News & Commentary

September 21, 2020

Randon Herrera

Randon Herrera is a student at Harvard Law School.

The US Labor Department is preparing to release a new federal framework for worker classification. As Bloomberg reports, DOL received approval from the White House regulatory office to publish the proposed rule in the Federal Registrar for public comment. The rule will be aimed at providing employers with a framework for determining whether their workers can be classified as independent contractors. In line with President Trump’s agenda, the rule is expected to provide a broad definition of who classifies as an independent contractor. The rule is expected to be finalized before the end of the current presidential term.

In California, the labor movement scored a minor victory against gig companies in the ongoing court battle over the state’s worker classification law, Assembly Bill 5 (AB 5). In the latest ruling, the court dismissed most of Uber and Postmates’ arguments that the law violates their constitutional rights. The court determined that, contrary to their claims, the gig companies were not unfairly singled out by the rule. The court concluded that the companies failed to prove that the rule served no legitimate government purpose. Further, there was no evidence that that law was enacted with “irrational animus” or “favoritism towards unions or other groups.” The plaintiffs will still have an opportunity to amend their constitutional claims by October 9, the court ruled.

Cybercriminals have reportedly stolen up to $1 billion in unemployment aid since the start of the pandemic. According to NBC, state and federal officials report that fraudsters are increasingly targeting state and federal unemployment programs, with their main target being Pandemic Unemployment Assistance. Federal officials are currently investigating over 500 such cases of fraud across the country. In Colorado for instance, 75 percent of unemployment applications were deemed fraudulent in one month. The widespread fraud no doubt is partly why more than 12 million Americans are still waiting on needed benefits.

And finally, a large market research company is being sued for discrimination against women and people of color. In a proposed class action lawsuit filed against Independent Resources, Inc., two former employees claim the company gave women and employees of color more work, less pay, and fewer opportunities for advancement. The suit further alleges the company retaliated against the employees for speaking out about the issue. While the company has been vocal about diversity, none of its board members and only one of its ten executives is a woman.

────

§ **Directions**:
A. According to the news roundup, what is partly why more than 12 million Americans are still waiting on needed benefits? Answer in one to three sentences.
B. Write out the passage of the news roundup that begins at the words "Cybercriminals have reportedly" and stops after "on needed benefits.".

§ **Extracted material**:
────

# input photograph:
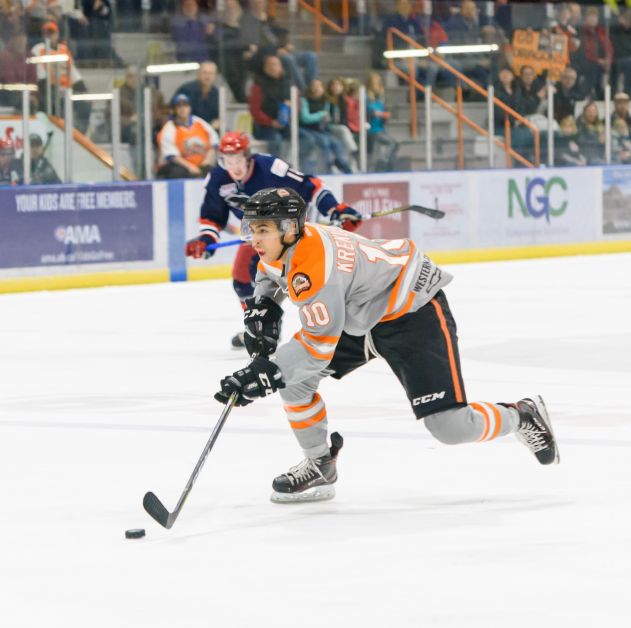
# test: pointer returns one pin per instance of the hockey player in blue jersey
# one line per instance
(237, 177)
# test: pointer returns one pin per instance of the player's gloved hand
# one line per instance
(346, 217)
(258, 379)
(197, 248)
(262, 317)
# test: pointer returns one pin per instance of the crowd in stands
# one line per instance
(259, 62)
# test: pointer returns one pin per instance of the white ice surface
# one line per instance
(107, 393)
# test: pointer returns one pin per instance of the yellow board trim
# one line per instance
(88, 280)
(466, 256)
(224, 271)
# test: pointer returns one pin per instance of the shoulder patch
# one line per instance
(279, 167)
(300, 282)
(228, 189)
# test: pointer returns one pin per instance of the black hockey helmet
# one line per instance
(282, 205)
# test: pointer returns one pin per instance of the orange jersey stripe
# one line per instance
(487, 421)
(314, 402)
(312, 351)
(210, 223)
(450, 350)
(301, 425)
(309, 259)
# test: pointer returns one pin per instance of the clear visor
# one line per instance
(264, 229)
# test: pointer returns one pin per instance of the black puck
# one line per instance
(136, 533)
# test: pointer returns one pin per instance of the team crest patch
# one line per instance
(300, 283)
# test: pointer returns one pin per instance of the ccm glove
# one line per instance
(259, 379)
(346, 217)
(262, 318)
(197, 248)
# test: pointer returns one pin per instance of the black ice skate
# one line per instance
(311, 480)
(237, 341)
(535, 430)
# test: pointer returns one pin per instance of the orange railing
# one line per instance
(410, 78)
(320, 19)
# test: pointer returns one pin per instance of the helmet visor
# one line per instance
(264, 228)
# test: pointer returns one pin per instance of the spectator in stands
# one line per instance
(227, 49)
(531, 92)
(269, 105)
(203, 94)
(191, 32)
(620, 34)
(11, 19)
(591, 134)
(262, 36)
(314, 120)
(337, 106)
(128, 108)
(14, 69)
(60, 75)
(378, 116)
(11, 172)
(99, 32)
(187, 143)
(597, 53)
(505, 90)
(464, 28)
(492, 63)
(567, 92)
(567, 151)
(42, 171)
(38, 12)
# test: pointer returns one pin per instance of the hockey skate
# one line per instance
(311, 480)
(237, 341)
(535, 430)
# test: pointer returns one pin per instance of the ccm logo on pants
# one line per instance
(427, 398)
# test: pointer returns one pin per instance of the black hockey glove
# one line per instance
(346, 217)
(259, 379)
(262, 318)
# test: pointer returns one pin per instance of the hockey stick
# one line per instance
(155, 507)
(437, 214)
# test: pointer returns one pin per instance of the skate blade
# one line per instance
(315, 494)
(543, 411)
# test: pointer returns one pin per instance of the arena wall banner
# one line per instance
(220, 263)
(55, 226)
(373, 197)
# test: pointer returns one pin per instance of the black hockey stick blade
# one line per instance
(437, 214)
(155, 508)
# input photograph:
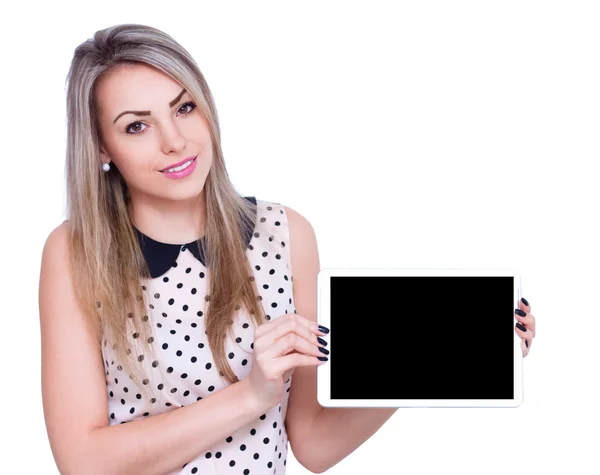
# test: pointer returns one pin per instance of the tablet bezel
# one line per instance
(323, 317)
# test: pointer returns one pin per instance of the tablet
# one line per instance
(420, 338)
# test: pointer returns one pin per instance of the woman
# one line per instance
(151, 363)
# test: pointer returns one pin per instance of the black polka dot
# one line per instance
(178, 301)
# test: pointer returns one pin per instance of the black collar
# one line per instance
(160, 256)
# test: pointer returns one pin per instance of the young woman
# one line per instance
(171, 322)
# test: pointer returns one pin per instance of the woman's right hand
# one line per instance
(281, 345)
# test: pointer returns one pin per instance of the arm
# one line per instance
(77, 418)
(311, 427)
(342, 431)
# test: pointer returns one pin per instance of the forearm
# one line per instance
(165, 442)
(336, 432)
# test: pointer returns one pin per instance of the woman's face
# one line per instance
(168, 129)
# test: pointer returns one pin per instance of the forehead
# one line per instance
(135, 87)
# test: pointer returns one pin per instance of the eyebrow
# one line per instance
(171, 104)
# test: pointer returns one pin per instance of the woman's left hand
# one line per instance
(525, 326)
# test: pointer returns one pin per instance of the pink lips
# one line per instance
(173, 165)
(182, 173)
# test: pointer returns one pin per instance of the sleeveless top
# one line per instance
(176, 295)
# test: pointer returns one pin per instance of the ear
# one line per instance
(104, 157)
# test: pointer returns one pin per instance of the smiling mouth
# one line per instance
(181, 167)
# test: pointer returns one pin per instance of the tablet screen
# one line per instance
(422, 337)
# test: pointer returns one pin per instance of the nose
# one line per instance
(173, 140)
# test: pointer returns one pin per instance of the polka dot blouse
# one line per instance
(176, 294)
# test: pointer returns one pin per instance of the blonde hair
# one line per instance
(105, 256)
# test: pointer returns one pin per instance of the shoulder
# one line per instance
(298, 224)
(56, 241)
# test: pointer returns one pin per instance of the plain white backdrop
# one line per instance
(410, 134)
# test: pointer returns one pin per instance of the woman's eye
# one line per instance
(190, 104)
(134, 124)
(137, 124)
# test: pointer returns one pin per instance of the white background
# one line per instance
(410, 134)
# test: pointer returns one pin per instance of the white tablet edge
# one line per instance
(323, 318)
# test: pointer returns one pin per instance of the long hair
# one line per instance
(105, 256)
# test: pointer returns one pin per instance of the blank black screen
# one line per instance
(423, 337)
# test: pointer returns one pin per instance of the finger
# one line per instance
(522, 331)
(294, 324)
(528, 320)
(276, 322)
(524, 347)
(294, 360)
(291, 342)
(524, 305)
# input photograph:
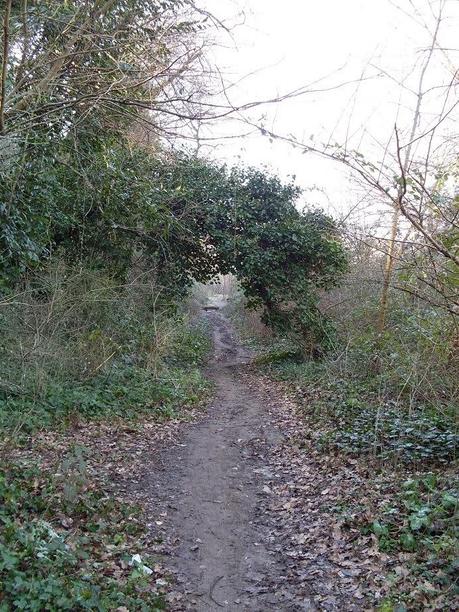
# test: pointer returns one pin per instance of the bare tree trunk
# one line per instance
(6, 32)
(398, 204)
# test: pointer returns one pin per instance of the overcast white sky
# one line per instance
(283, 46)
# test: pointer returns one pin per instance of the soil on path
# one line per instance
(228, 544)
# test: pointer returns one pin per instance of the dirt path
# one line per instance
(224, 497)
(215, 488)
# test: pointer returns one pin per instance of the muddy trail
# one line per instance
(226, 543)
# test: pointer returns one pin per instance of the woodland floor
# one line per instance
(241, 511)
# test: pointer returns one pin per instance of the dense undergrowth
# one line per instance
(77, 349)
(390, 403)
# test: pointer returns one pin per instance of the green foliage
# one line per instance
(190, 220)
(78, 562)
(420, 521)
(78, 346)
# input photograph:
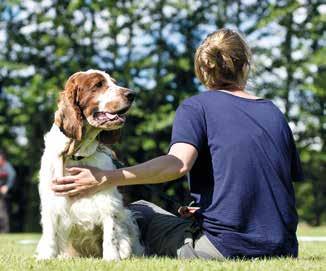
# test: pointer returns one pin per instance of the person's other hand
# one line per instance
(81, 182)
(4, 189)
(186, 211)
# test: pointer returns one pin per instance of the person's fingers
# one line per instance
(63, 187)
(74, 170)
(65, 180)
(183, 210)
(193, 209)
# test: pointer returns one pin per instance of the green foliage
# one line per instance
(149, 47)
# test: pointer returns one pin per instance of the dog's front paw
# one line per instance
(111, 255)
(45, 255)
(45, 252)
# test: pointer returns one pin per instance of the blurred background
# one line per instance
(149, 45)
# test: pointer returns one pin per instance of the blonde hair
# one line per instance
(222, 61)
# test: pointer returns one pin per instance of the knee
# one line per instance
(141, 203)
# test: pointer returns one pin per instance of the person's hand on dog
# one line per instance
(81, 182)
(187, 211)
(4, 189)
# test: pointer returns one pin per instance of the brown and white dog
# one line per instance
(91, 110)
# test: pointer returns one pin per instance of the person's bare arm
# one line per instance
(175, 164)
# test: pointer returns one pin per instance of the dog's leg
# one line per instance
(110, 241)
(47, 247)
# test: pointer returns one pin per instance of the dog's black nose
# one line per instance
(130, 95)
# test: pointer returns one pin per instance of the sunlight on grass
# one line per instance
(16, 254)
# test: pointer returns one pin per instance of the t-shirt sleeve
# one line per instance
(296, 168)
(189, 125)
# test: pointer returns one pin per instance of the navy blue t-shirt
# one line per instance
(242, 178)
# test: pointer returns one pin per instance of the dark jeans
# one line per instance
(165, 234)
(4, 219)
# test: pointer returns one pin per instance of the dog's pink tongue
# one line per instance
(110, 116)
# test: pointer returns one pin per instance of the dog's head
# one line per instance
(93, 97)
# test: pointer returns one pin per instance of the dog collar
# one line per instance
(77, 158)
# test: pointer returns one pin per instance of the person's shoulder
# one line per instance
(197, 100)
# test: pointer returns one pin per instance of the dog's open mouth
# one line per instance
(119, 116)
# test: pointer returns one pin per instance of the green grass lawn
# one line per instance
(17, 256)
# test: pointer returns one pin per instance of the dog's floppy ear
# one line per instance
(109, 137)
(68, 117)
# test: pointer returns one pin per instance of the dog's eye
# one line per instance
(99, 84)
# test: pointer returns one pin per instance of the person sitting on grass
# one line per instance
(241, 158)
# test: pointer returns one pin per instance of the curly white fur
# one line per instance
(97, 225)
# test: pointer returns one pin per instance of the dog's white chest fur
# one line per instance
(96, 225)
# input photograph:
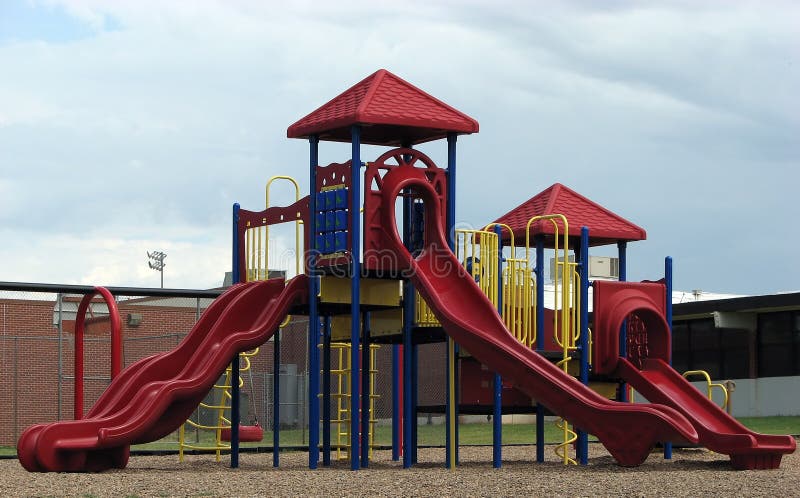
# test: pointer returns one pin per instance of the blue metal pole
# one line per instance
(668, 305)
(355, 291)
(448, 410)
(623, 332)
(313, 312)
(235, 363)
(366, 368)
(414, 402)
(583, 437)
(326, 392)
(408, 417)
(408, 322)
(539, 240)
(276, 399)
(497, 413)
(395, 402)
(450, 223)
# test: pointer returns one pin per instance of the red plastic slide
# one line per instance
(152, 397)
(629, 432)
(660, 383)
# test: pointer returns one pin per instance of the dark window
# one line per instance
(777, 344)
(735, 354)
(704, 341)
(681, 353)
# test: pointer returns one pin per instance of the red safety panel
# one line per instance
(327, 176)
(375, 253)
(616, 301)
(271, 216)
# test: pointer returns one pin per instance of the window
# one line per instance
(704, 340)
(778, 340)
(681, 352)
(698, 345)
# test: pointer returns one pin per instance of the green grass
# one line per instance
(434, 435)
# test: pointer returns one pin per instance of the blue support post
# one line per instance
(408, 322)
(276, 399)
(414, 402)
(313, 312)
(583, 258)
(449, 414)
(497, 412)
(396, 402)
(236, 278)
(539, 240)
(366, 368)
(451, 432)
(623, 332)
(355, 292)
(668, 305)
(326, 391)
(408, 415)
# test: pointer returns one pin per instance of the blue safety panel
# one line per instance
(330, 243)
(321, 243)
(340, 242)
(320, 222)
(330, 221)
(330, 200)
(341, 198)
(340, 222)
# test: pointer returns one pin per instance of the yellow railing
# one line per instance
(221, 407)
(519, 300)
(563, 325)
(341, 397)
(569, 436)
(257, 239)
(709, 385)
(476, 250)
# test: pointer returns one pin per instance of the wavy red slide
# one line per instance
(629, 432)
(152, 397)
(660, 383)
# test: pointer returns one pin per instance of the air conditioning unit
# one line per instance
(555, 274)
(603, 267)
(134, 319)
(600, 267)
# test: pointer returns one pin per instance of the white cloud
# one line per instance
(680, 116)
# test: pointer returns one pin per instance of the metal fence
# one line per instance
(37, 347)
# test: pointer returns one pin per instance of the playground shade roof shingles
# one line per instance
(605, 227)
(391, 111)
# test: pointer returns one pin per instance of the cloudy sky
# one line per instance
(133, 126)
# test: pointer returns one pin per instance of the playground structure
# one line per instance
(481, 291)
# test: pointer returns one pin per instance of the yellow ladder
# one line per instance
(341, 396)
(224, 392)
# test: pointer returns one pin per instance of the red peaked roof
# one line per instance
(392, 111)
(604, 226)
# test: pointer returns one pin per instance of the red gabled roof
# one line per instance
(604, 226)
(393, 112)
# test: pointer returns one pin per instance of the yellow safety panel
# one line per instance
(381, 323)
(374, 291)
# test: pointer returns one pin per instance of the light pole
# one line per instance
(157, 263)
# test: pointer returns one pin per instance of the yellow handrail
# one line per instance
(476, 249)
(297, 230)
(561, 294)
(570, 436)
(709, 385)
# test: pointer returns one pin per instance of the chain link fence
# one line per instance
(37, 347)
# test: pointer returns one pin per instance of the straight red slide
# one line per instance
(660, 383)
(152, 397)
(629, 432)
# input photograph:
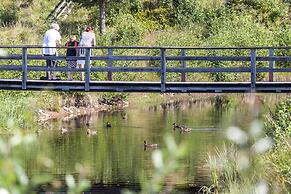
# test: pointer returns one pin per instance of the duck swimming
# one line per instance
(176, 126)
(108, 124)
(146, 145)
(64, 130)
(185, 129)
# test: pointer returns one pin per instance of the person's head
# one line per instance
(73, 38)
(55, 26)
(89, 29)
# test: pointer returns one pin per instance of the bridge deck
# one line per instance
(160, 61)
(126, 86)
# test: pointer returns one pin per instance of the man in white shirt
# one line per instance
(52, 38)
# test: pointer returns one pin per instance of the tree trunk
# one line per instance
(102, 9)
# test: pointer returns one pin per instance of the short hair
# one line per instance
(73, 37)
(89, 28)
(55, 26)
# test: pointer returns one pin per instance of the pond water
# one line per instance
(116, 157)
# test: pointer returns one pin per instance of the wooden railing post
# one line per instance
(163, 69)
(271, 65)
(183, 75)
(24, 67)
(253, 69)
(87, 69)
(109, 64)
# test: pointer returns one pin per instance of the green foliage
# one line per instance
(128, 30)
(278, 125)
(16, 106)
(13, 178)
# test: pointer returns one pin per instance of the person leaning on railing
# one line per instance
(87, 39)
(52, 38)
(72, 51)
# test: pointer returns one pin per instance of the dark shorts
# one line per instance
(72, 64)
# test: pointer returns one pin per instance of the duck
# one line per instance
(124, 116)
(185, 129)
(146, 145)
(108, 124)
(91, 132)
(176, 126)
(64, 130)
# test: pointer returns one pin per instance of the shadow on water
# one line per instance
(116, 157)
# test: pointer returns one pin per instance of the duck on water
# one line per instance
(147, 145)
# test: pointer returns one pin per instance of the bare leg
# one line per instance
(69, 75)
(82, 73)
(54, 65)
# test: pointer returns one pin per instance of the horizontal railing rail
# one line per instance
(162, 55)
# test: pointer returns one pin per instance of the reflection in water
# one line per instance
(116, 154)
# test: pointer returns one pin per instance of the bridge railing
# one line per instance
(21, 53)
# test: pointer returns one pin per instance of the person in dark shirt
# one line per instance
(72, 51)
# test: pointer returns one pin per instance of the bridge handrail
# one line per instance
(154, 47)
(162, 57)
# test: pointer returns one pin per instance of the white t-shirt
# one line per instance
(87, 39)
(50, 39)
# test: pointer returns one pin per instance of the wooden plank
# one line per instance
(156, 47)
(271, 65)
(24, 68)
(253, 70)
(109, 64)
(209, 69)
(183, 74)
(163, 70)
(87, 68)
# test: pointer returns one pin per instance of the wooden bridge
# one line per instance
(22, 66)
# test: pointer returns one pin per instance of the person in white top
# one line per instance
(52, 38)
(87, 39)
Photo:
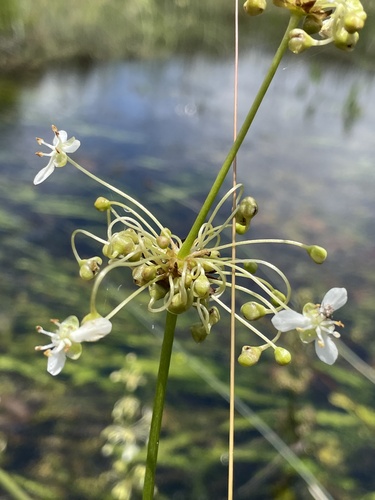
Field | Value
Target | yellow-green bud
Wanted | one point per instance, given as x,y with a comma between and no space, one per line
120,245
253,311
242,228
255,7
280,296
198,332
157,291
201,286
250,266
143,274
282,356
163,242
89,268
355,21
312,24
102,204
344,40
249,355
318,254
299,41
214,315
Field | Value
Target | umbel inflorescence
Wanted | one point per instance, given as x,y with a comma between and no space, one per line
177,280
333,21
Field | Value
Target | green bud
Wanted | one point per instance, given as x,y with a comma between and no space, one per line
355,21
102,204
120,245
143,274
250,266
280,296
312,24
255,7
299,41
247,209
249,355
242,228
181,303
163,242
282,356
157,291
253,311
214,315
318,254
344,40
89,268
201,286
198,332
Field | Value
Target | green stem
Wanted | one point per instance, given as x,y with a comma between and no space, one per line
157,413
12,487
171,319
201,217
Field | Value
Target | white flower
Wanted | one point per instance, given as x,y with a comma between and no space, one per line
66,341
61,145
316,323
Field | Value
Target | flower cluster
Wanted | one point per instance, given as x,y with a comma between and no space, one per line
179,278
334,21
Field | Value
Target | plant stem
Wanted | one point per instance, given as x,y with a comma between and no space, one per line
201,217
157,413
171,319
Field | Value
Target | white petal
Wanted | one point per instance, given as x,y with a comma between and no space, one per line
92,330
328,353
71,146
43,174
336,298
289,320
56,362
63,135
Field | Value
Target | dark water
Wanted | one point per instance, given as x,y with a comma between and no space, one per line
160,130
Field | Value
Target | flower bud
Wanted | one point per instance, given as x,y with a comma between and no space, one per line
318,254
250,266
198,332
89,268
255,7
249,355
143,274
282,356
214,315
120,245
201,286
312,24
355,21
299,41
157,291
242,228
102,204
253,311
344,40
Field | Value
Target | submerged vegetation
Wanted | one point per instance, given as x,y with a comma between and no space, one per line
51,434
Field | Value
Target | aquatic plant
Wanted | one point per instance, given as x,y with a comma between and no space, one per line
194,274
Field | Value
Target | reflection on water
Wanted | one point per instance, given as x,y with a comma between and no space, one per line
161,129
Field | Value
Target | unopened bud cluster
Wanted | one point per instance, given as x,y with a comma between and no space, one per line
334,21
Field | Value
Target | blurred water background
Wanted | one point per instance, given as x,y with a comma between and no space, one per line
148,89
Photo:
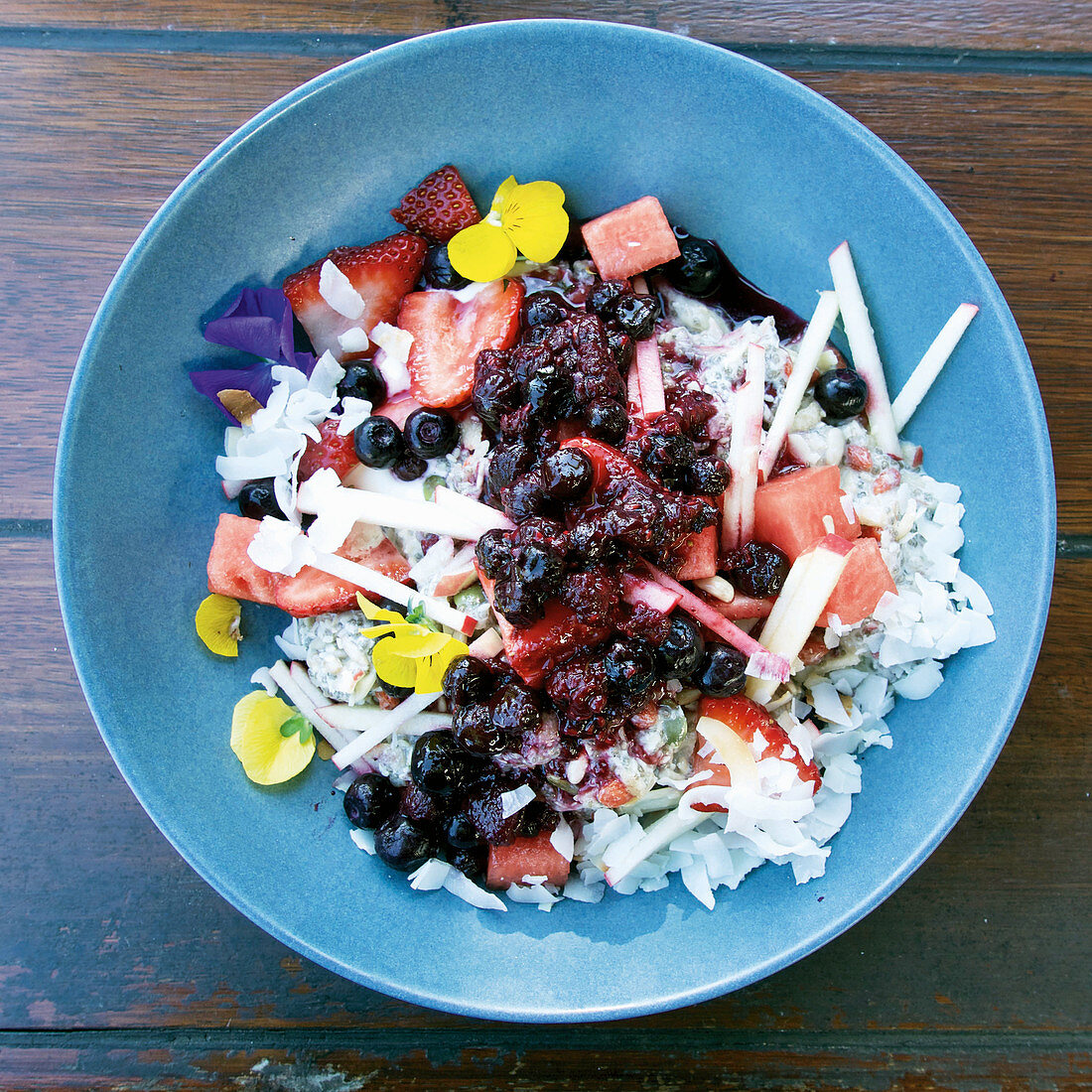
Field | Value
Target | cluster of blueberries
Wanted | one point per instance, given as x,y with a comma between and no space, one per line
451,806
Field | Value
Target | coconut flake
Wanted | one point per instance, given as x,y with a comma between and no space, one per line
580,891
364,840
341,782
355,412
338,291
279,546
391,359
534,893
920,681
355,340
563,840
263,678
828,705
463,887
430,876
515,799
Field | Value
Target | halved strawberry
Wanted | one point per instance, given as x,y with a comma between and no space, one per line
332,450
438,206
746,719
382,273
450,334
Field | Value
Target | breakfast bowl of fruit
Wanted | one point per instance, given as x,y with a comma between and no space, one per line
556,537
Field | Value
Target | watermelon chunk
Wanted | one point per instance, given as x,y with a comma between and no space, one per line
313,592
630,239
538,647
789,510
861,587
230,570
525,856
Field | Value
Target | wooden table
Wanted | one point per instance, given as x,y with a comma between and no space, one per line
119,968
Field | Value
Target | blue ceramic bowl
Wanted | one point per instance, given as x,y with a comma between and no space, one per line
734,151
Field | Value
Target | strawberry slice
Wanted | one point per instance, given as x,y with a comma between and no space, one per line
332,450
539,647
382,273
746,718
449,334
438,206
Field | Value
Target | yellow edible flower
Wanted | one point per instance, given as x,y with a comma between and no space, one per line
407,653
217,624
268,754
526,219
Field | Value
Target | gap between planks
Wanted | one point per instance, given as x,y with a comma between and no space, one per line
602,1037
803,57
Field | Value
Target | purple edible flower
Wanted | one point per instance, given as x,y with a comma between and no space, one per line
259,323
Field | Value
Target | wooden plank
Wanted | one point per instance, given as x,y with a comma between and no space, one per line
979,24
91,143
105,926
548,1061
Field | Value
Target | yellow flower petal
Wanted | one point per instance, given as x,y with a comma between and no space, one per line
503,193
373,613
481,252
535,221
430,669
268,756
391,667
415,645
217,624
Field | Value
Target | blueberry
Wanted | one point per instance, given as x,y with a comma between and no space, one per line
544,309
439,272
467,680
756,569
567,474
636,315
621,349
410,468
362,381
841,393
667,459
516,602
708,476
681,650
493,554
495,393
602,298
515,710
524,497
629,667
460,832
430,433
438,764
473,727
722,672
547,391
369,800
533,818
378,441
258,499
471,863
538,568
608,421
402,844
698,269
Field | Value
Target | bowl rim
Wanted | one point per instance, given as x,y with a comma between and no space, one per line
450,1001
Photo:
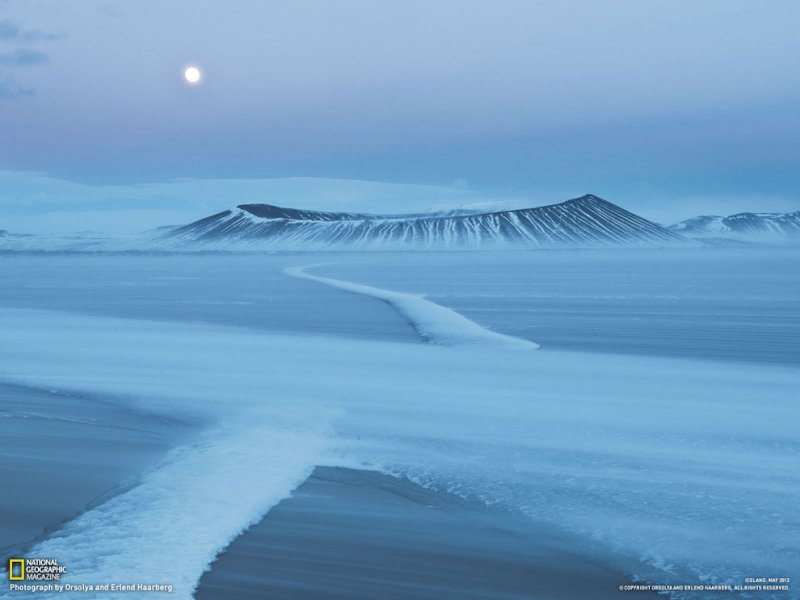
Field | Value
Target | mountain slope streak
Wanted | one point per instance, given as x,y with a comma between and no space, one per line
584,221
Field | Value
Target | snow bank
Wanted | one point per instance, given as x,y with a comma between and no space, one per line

────

§ **Numbered answers**:
A. The news roundup says widespread fraud is partly why. Cybercriminals have reportedly stolen up to $1 billion in unemployment aid since the pandemic began, targeting state and federal unemployment programs and mainly Pandemic Unemployment Assistance.

B.
Cybercriminals have reportedly stolen up to $1 billion in unemployment aid since the start of the pandemic. According to NBC, state and federal officials report that fraudsters are increasingly targeting state and federal unemployment programs, with their main target being Pandemic Unemployment Assistance. Federal officials are currently investigating over 500 such cases of fraud across the country. In Colorado for instance, 75 percent of unemployment applications were deemed fraudulent in one month. The widespread fraud no doubt is partly why more than 12 million Americans are still waiting on needed benefits.